[Passage for review]
..........
It’s hard to fathom that a broadcast network suspending its evening news anchor for six months without pay—as NBC just did with Brian Williams—could fail to qualify as the day’s biggest media story. Well, at least until yesterday, when NBC’s announcement was dwarfed by an even more shocking declaration: Jon Stewart will step down as host of The Daily Show with Jon Stewart when his contract is up later this year.
“This show doesn’t deserve an even slightly restless host, and neither do you,” Stewart, who has held the Daily Show job since 1999, told his audience on Tuesday. “I don’t have any specific plans. I have a lot of ideas. I have a lot of things in my head.”
The loss will be profound: Stewart has done more to revitalize and innovate late night than even David Letterman. His Daily Show announcement came closer to breaking the internet than any silly stunt Kim Kardashian has pulled, as stunned fans and members of the media lamented his retirement, and questioned whether The Daily Show could even continue on without him.
It can, it will—Comedy Central has confirmed that it will bring in a new host—and most importantly, it must. The Daily Show has grown into something much bigger than any one person, even Stewart, and after 16 years with him at the helm, it’s more than capable of thriving without him.
Especially because it has already done that—several times. Many have forgotten this, but when The Daily Show launched in July 1996, it was hosted not by Stewart but by Craig Kilborn. The former SportsCenter anchor snarked his way through the gig until the end of 1998, when he left to host The Late Late Show, a job at that one time seemed a likely destination for Stewart himself. Stewart took over in 1999, and it took more than a year of experimentation and growing pains (does anyone else remember his odd recurring Thursday segment, “Thersday for the Ladies”?) beforehe stumbled upon the DNA for the version of the Daily Show we all now know and love, starting with the “Indecision 2000” coverage of the Al Gore/George W. Bush Presidential election.
He went beyond satirizing the news, and managed to put politicians and news organizations, particularly cable news networks, under an essentially critical microscope, becoming in essence a comedic watchdog. Even the New York Times was calling him “the most trusted man in America.” But he has always had a funny group of correspondents at his side, ready to help with the heavy lifting: Stephen Colbert (who actually predated Stewart on The Daily Show), Steve Carell, Ed Helms, John Oliver and Larry Wilmore, among many others.
..........
[Natural-language descriptions of regions]
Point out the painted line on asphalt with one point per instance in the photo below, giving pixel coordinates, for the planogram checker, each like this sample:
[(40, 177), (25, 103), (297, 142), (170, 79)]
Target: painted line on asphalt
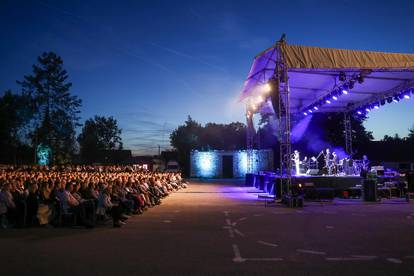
[(268, 243), (311, 252), (365, 257), (238, 233), (264, 259), (237, 256), (394, 260), (341, 259)]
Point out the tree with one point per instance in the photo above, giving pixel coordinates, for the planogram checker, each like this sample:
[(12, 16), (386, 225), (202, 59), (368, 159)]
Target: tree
[(14, 114), (184, 139), (56, 111), (98, 134)]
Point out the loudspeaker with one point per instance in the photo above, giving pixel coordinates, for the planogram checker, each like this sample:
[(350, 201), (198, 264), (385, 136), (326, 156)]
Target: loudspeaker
[(312, 172)]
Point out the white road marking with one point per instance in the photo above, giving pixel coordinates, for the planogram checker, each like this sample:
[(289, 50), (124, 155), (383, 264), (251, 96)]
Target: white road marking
[(237, 256), (238, 233), (364, 257), (264, 259), (311, 252), (346, 259), (394, 260), (268, 243)]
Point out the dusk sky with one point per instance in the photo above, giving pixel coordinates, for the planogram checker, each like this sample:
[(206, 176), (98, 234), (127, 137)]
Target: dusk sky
[(151, 63)]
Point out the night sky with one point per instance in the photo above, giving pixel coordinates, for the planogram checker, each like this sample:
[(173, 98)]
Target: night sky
[(151, 63)]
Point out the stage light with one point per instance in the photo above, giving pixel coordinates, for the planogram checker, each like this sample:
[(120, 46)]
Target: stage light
[(267, 88), (342, 76)]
..........
[Work instruction]
Answer these questions from the text about Jon Stewart leaving The Daily Show.
1. Since what year has Stewart held the Daily Show job?
2. Who hosted The Daily Show when it launched in July 1996?
3. Which publication called Stewart "the most trusted man in America"?
Answer using only the text about Jon Stewart leaving The Daily Show.

[Task output]
1. 1999
2. Craig Kilborn
3. The New York Times